Copy the material below word for word and line by line. Leave out the pictures.
====== Source material ======
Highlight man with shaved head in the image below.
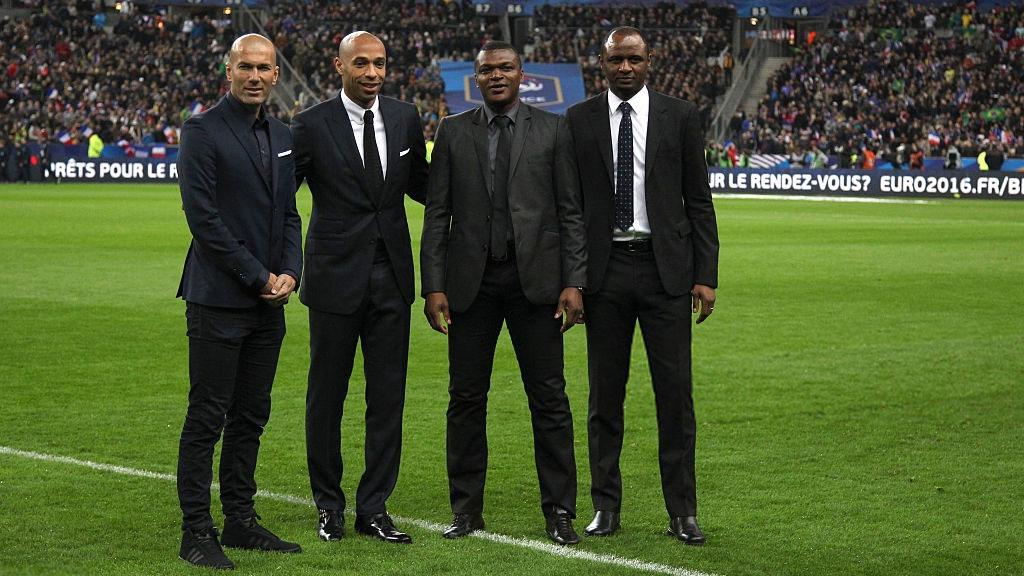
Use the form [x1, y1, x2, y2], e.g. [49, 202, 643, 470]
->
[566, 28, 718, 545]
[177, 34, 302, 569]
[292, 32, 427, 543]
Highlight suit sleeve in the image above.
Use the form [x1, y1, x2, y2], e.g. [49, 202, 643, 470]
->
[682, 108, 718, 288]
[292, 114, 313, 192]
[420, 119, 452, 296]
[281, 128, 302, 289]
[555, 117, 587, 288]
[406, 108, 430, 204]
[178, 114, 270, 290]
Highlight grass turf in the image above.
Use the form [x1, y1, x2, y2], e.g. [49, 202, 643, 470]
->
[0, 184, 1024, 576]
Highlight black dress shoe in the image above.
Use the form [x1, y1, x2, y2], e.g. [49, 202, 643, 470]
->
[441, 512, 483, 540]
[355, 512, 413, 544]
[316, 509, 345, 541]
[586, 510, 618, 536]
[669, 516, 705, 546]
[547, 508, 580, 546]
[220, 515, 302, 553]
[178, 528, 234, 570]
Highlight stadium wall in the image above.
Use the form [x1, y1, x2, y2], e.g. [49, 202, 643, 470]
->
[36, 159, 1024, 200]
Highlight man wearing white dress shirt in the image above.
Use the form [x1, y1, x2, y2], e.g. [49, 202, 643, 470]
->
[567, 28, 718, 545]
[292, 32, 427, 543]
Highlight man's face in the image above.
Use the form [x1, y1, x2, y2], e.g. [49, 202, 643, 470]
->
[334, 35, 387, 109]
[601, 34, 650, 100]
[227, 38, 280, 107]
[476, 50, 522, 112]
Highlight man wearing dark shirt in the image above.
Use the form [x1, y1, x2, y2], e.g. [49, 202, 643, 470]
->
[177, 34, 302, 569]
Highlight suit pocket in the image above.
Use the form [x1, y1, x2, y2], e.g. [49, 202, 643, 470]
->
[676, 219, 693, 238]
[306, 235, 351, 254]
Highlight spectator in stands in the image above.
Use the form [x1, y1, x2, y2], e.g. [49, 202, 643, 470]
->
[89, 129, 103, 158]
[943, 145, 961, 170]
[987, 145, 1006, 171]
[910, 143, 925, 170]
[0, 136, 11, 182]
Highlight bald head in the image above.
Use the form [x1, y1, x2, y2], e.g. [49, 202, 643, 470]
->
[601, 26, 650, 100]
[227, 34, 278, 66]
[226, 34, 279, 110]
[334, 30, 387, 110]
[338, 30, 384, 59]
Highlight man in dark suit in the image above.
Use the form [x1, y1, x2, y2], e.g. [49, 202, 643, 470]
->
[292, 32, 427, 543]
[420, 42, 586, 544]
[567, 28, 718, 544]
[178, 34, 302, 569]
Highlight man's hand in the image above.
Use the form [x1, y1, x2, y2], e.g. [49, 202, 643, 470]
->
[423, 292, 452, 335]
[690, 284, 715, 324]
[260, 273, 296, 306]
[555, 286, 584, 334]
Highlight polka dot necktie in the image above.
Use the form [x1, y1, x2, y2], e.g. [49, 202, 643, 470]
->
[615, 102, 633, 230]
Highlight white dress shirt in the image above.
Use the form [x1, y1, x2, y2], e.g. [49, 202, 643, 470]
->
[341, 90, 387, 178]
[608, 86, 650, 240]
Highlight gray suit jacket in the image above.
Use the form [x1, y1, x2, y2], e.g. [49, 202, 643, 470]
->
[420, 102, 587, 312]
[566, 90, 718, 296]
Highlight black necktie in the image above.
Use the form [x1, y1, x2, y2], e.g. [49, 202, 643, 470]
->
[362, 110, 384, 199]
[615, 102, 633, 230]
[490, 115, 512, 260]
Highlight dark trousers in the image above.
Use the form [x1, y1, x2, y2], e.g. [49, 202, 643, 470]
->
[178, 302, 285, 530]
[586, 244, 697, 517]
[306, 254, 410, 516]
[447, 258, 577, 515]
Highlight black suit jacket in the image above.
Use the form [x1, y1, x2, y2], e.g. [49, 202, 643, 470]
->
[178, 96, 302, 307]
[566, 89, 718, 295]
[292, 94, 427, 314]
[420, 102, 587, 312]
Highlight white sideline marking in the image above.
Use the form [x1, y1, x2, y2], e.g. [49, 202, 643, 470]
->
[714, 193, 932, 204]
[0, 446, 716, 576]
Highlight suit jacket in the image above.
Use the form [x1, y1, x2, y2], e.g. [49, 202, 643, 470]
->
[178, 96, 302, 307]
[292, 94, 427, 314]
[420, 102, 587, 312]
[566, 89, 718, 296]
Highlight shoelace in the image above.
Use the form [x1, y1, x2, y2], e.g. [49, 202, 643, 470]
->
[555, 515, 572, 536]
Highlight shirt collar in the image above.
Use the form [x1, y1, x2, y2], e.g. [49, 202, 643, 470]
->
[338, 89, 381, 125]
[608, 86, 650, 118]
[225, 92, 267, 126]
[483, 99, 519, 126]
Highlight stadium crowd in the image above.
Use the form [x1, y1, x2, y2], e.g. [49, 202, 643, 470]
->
======
> _Task result_
Highlight man with shaved head in the image below.
Use the form [x1, y1, x2, y2], e.g. [49, 202, 643, 470]
->
[566, 28, 718, 545]
[177, 34, 302, 569]
[292, 32, 427, 543]
Highlight suit sleeve in the image above.
Use the form [x1, y1, x2, y2], e.g. [49, 202, 643, 470]
->
[682, 108, 718, 288]
[292, 114, 313, 192]
[420, 119, 452, 296]
[281, 128, 302, 289]
[555, 117, 587, 288]
[406, 108, 430, 204]
[178, 114, 270, 290]
Highlight grass turf in the image above.
Use the form [x1, y1, x2, y2], e.g. [49, 202, 643, 470]
->
[0, 184, 1024, 576]
Highlight black dress shoe in the image above.
Use the form [x1, y1, x2, y2], e.g. [49, 202, 643, 470]
->
[441, 512, 483, 540]
[355, 512, 413, 544]
[316, 509, 345, 541]
[586, 510, 618, 536]
[669, 516, 705, 546]
[547, 508, 580, 546]
[220, 515, 302, 553]
[178, 528, 234, 570]
Highlight stadium wall in the image above.
Use the form [x1, y1, x2, y2], e.g. [49, 202, 643, 470]
->
[36, 159, 1024, 200]
Highlight man wearing white dress shirt in the image above.
Use the form [x1, y1, x2, y2], e.g. [49, 202, 643, 470]
->
[567, 28, 718, 545]
[292, 32, 427, 543]
Highlight man's face in the image above.
Use the form [x1, y1, x2, y2], e.g. [49, 202, 643, 470]
->
[334, 35, 387, 109]
[601, 34, 650, 100]
[227, 38, 280, 107]
[476, 50, 522, 112]
Highlight man wearing dark shirt in the image above.
Use the form [x1, y1, x2, y2], e.g. [49, 202, 643, 470]
->
[177, 34, 302, 569]
Highlight suit pocket in the image above.
Use the form [x1, y1, x2, y2], e.g. [49, 202, 643, 470]
->
[676, 219, 693, 238]
[306, 235, 351, 254]
Highlight spectator in stands in the image above.
Use the form [x1, y1, x2, y2], e.g. [49, 202, 643, 470]
->
[89, 129, 103, 158]
[943, 145, 961, 170]
[987, 145, 1006, 171]
[910, 143, 925, 170]
[0, 136, 11, 182]
Highlight bald head in the image above.
Use the form [x1, y1, x2, y2], e.g. [49, 202, 643, 470]
->
[601, 26, 650, 100]
[227, 34, 278, 66]
[226, 34, 279, 110]
[334, 30, 387, 110]
[338, 30, 384, 59]
Highlight man in dark suit in the image above.
Use the form [x1, y1, x2, y2], e.g. [49, 202, 643, 470]
->
[292, 32, 427, 543]
[420, 42, 586, 544]
[567, 28, 718, 544]
[178, 34, 302, 569]
Highlight man's hand in the image above.
Use the form [x1, y1, x2, y2], e.g. [49, 202, 643, 470]
->
[423, 292, 452, 335]
[690, 284, 715, 324]
[260, 273, 296, 306]
[555, 286, 584, 334]
Highlight polka dot necktie in the image above.
Use the form [x1, y1, x2, y2], e.g. [49, 202, 643, 470]
->
[615, 102, 633, 230]
Highlight white dress shirt in the image above.
Use the form [x1, y1, x2, y2], e.g. [49, 202, 643, 470]
->
[341, 90, 387, 178]
[608, 86, 650, 240]
Highlight gray suit jacket in the image above.
Use the form [x1, y1, x2, y2], e.g. [49, 202, 643, 470]
->
[420, 102, 587, 312]
[566, 90, 718, 296]
Highlight black necktie in the image above.
Use the form [x1, y1, x2, y2], e.g. [49, 202, 643, 470]
->
[362, 110, 384, 199]
[615, 102, 633, 230]
[490, 115, 512, 260]
Highlight dark trousers in the image above.
Use the form [x1, y1, x2, y2], e.g. [49, 202, 643, 470]
->
[178, 302, 285, 530]
[586, 244, 697, 517]
[306, 254, 410, 516]
[447, 258, 577, 515]
Highlight black suit jacket in the image above.
Use the form [x1, y1, x2, y2], e.g. [49, 202, 643, 470]
->
[178, 96, 302, 307]
[566, 89, 718, 295]
[292, 94, 427, 314]
[420, 102, 587, 312]
Highlight white sideline marking in the image above.
Use the form [x1, y1, x2, y2], e.g. [49, 202, 643, 470]
->
[714, 193, 932, 204]
[0, 446, 716, 576]
Highlight suit jacket in the image above.
Use the form [x1, y1, x2, y2], e.g. [49, 202, 643, 470]
->
[178, 96, 302, 307]
[292, 94, 427, 314]
[420, 102, 587, 312]
[566, 89, 718, 296]
Highlight shoelace in the image above.
Use the form [x1, y1, x2, y2], e.g. [49, 202, 643, 470]
->
[555, 515, 572, 536]
Highlight shirt collar in the image above.
Use the form [x1, y1, x2, y2], e.g. [49, 202, 643, 470]
->
[338, 89, 381, 125]
[608, 86, 650, 118]
[225, 92, 267, 126]
[483, 99, 519, 126]
Highlight stadium crowd in the image above.
Use the form [x1, y1, x2, y2], e.g. [49, 202, 643, 470]
->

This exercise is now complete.